[START Extracted text]

# tein basic vs eibock w/ koni?



## lumbad (May 8, 2005)

what i am wondering is since the cost of the two different set ups is close, which would be the better set up? is the tein basic pretty good or would the eibach prokit with the koni yellows be a better set up. ive done alot of searching and have heard ood things about both but not yet a comparrison.
thanks for any help?


----------



## nissanstreetz (Aug 1, 2005)

From what i know and have heard eibach springs makes the best springs out. I am a fan of Tein but I bought Eibach springs. The way I see it is there must be a reason why everyone has eiboch sportline or pro kit. All of the reviews I have seen say eiboch springs are the best springs on the market.


----------



## Front'in (Jul 1, 2005)

Lurking around and thought I'll give my $.02.

From owning a few BMW's, I have used two set ups. 
-Eibach with Koni's (springs and w/ GC's)
-H&R's with Koni's
-Eibach with Boge

From owning a few RX-7s, I have used a few set ups.
-Eibach with Tokiko Lumina's
-GC's (Eibach) Koni's
-Tien's Cover basic, non-adj. shock (short height)

Both the BMW and the MAZDA have almost identical feel and feed back....lov'em both. The Eibach street springs are progressive type springs, which give a good soft and confortable ride. I did thou have one issue of uneven spring height on one of my RX-7's with only 20k miles. In regards to the BMW, it didn't lower much but the ride felt more centered. Good ride....Eibach type quality.

The Tien c/over and the GC/Koni sets were used on an auto-x turboII. 
Specs:
-The Tiens weights were in kg/mm..so I can remember the specs. 
-The GC/Eibach's had 550/480 springs for both sets......if I can remember right. 
-The Tien shocks in the kit was pretty much a basic sport shock, good valving (soft)
-The Koni's sport shock are normally valved for high speed then low speed driving (hard)

[END Extracted text]

■ Short problem: Quote the forum thread above, which compares Tein and Eibach suspension setups, in full and word for word.

[START Provided data]

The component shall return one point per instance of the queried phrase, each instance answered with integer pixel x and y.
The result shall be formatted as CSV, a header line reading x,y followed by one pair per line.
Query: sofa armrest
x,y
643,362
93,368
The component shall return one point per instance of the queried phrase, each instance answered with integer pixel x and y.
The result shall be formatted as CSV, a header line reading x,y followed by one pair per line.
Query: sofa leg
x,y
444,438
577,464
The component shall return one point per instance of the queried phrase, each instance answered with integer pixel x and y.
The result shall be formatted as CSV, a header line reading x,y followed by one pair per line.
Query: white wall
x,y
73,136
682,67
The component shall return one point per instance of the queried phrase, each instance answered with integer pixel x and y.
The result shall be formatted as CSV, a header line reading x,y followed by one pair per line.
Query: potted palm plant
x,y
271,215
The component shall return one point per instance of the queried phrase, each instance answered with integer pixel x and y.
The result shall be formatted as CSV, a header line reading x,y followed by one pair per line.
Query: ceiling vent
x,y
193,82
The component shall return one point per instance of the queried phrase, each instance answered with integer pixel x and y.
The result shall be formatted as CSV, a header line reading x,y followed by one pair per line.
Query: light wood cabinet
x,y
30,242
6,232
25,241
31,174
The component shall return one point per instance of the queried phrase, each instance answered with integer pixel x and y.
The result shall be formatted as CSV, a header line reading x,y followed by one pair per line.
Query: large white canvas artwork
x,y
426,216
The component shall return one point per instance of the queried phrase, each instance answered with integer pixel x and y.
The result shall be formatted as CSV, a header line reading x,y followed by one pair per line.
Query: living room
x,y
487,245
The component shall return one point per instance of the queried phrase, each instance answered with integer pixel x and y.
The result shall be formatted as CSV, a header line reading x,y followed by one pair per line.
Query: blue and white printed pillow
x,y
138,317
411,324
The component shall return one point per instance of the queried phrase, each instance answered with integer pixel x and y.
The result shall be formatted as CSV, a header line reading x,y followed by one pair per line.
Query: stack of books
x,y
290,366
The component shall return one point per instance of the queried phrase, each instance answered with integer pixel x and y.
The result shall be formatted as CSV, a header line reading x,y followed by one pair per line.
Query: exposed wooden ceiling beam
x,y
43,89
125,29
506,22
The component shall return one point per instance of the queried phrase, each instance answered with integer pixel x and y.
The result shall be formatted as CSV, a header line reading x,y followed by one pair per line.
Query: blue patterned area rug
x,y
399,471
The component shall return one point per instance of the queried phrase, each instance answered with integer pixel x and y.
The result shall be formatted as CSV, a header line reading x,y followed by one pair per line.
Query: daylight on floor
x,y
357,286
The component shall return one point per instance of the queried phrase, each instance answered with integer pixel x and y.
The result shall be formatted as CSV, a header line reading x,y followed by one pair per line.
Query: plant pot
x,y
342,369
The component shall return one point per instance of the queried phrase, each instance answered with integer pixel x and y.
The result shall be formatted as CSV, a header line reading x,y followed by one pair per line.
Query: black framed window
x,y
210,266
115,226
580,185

[END Provided data]
[START Provided data]

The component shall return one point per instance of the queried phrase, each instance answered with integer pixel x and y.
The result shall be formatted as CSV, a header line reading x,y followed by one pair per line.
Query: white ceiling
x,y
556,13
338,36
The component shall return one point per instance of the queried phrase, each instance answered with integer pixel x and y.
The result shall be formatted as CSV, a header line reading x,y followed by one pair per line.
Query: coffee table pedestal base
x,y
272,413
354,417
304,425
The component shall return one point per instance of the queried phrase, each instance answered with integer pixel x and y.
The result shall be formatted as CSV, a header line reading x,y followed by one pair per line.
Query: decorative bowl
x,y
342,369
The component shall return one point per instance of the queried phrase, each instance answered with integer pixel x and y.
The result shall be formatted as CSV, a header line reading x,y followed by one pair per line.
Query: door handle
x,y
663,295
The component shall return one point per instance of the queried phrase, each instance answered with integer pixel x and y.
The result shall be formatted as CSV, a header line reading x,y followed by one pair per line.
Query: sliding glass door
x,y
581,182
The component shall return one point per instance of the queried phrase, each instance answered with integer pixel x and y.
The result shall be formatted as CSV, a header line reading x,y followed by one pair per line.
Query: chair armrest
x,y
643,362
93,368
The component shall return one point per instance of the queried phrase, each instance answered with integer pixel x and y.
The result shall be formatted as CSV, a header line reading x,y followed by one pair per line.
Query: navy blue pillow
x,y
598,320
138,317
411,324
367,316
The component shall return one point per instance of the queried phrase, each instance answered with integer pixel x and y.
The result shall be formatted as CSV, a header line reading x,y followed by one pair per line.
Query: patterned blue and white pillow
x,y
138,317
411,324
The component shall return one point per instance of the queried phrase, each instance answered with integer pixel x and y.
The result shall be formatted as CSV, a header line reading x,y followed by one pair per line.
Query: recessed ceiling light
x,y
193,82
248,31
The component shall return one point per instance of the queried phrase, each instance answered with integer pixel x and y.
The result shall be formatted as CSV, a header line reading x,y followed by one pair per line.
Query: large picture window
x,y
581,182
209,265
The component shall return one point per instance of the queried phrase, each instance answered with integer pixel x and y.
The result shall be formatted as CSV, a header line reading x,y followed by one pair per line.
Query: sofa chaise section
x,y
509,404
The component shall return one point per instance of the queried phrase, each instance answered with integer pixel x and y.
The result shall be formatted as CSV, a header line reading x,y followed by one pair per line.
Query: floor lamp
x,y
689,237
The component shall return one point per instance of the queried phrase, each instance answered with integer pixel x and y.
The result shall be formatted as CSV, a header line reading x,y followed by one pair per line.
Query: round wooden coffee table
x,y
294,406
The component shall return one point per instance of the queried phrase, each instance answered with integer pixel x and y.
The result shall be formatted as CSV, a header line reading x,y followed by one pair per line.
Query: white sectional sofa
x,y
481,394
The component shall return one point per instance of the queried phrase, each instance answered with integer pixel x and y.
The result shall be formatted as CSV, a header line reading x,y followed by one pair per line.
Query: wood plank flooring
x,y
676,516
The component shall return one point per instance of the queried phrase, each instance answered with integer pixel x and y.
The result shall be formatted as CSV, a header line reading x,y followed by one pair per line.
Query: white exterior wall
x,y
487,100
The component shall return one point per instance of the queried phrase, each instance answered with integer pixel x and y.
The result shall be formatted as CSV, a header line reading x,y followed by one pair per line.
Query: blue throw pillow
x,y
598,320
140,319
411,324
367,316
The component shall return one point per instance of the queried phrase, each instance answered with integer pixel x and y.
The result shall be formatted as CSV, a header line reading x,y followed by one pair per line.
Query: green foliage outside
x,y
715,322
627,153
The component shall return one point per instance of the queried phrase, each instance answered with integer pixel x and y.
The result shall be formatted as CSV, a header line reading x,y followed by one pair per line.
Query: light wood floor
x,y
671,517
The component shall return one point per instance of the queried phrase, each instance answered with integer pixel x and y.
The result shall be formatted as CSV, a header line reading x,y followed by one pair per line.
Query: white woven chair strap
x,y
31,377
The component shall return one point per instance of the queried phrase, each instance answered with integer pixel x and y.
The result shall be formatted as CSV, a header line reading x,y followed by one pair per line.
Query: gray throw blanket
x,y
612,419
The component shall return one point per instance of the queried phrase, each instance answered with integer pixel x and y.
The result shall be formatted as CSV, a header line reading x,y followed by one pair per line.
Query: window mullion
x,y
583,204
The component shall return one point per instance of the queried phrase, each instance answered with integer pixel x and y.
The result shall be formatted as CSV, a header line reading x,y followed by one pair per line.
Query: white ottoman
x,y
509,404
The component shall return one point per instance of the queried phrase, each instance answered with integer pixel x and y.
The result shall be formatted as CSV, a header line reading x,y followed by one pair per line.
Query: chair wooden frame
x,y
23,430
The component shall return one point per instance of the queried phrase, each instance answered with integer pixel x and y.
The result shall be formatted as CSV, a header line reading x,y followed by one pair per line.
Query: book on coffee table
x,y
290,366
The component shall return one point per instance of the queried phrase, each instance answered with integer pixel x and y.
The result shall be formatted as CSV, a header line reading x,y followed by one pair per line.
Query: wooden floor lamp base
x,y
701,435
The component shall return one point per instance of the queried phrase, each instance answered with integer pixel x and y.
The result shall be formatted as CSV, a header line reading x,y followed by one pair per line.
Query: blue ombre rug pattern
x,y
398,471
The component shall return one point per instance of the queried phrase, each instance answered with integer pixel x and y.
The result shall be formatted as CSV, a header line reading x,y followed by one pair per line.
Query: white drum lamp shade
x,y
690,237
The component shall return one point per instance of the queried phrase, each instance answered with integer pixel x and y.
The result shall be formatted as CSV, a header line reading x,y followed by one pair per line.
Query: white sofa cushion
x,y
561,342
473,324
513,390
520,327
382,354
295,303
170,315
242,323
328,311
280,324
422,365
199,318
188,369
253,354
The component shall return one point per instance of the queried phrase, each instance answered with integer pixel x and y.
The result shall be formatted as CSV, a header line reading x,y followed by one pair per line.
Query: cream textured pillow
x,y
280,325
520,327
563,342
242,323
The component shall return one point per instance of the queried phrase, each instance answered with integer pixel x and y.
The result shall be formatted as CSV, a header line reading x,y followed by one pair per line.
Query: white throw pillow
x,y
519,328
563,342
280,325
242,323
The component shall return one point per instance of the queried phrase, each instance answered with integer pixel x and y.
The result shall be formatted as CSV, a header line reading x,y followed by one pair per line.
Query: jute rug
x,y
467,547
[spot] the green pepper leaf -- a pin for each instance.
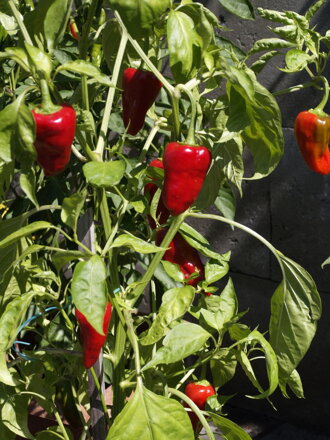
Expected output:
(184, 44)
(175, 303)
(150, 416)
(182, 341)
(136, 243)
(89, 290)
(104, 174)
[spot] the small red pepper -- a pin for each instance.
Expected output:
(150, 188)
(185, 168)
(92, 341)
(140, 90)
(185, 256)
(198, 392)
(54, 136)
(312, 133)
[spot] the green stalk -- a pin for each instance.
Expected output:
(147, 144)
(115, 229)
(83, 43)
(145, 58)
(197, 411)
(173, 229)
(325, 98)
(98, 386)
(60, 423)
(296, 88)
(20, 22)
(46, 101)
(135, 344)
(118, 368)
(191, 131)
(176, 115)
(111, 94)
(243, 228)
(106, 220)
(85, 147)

[END Provided data]
[START Provided data]

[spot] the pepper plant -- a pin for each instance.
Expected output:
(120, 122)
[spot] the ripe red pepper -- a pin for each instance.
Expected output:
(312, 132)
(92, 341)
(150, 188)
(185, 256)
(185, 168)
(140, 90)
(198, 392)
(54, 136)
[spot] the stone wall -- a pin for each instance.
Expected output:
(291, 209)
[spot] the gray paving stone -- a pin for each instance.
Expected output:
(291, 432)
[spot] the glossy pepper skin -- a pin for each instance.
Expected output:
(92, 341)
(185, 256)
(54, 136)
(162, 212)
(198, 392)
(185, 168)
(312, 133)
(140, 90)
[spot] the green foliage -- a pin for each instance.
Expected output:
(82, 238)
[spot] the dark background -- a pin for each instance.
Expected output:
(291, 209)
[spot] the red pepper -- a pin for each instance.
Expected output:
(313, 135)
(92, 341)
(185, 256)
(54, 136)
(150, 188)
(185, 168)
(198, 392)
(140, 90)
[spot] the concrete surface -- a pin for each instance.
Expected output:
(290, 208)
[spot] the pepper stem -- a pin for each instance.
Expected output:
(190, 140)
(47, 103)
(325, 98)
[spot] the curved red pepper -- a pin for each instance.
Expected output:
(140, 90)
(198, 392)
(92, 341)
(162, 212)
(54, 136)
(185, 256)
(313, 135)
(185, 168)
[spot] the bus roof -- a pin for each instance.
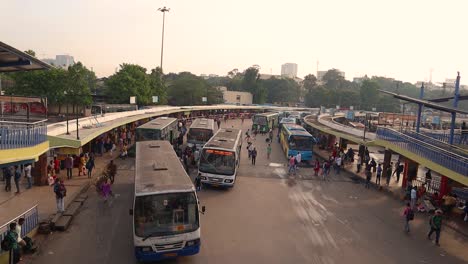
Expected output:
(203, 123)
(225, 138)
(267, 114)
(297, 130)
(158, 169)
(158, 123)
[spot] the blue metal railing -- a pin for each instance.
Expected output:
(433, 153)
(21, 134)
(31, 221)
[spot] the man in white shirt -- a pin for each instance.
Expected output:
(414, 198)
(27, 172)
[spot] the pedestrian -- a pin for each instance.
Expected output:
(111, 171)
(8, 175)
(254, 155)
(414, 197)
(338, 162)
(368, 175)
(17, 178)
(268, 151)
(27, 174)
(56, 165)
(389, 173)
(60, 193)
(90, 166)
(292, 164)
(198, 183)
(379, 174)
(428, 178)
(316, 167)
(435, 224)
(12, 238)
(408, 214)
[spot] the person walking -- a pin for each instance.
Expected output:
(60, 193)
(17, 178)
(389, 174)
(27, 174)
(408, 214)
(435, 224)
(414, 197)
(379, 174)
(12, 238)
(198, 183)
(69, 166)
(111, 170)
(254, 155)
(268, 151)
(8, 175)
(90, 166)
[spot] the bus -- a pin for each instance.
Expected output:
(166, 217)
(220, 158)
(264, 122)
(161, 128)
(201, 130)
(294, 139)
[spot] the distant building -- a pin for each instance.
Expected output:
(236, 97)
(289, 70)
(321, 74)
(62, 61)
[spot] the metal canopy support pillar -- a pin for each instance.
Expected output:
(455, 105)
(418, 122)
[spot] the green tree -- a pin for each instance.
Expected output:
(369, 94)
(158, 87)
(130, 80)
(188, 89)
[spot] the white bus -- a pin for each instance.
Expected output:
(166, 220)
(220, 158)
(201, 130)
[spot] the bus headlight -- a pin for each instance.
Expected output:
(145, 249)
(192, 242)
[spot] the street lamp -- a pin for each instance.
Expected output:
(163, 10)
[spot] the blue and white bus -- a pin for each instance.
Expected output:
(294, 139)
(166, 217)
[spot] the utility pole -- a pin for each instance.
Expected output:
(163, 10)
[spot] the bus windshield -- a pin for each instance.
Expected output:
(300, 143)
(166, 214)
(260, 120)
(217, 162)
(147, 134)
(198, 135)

[END Provided data]

■ Solution for this task:
# tein basic vs eibock w/ koni?



## lumbad (May 8, 2005)

what i am wondering is since the cost of the two different set ups is close, which would be the better set up? is the tein basic pretty good or would the eibach prokit with the koni yellows be a better set up. ive done alot of searching and have heard ood things about both but not yet a comparrison.
thanks for any help?


----------



## nissanstreetz (Aug 1, 2005)

From what i know and have heard eibach springs makes the best springs out. I am a fan of Tein but I bought Eibach springs. The way I see it is there must be a reason why everyone has eiboch sportline or pro kit. All of the reviews I have seen say eiboch springs are the best springs on the market.


----------



## Front'in (Jul 1, 2005)

Lurking around and thought I'll give my $.02.

From owning a few BMW's, I have used two set ups. 
-Eibach with Koni's (springs and w/ GC's)
-H&R's with Koni's
-Eibach with Boge

From owning a few RX-7s, I have used a few set ups.
-Eibach with Tokiko Lumina's
-GC's (Eibach) Koni's
-Tien's Cover basic, non-adj. shock (short height)

Both the BMW and the MAZDA have almost identical feel and feed back....lov'em both. The Eibach street springs are progressive type springs, which give a good soft and confortable ride. I did thou have one issue of uneven spring height on one of my RX-7's with only 20k miles. In regards to the BMW, it didn't lower much but the ride felt more centered. Good ride....Eibach type quality.

The Tien c/over and the GC/Koni sets were used on an auto-x turboII. 
Specs:
-The Tiens weights were in kg/mm..so I can remember the specs. 
-The GC/Eibach's had 550/480 springs for both sets......if I can remember right. 
-The Tien shocks in the kit was pretty much a basic sport shock, good valving (soft)
-The Koni's sport shock are normally valved for high speed then low speed driving (hard)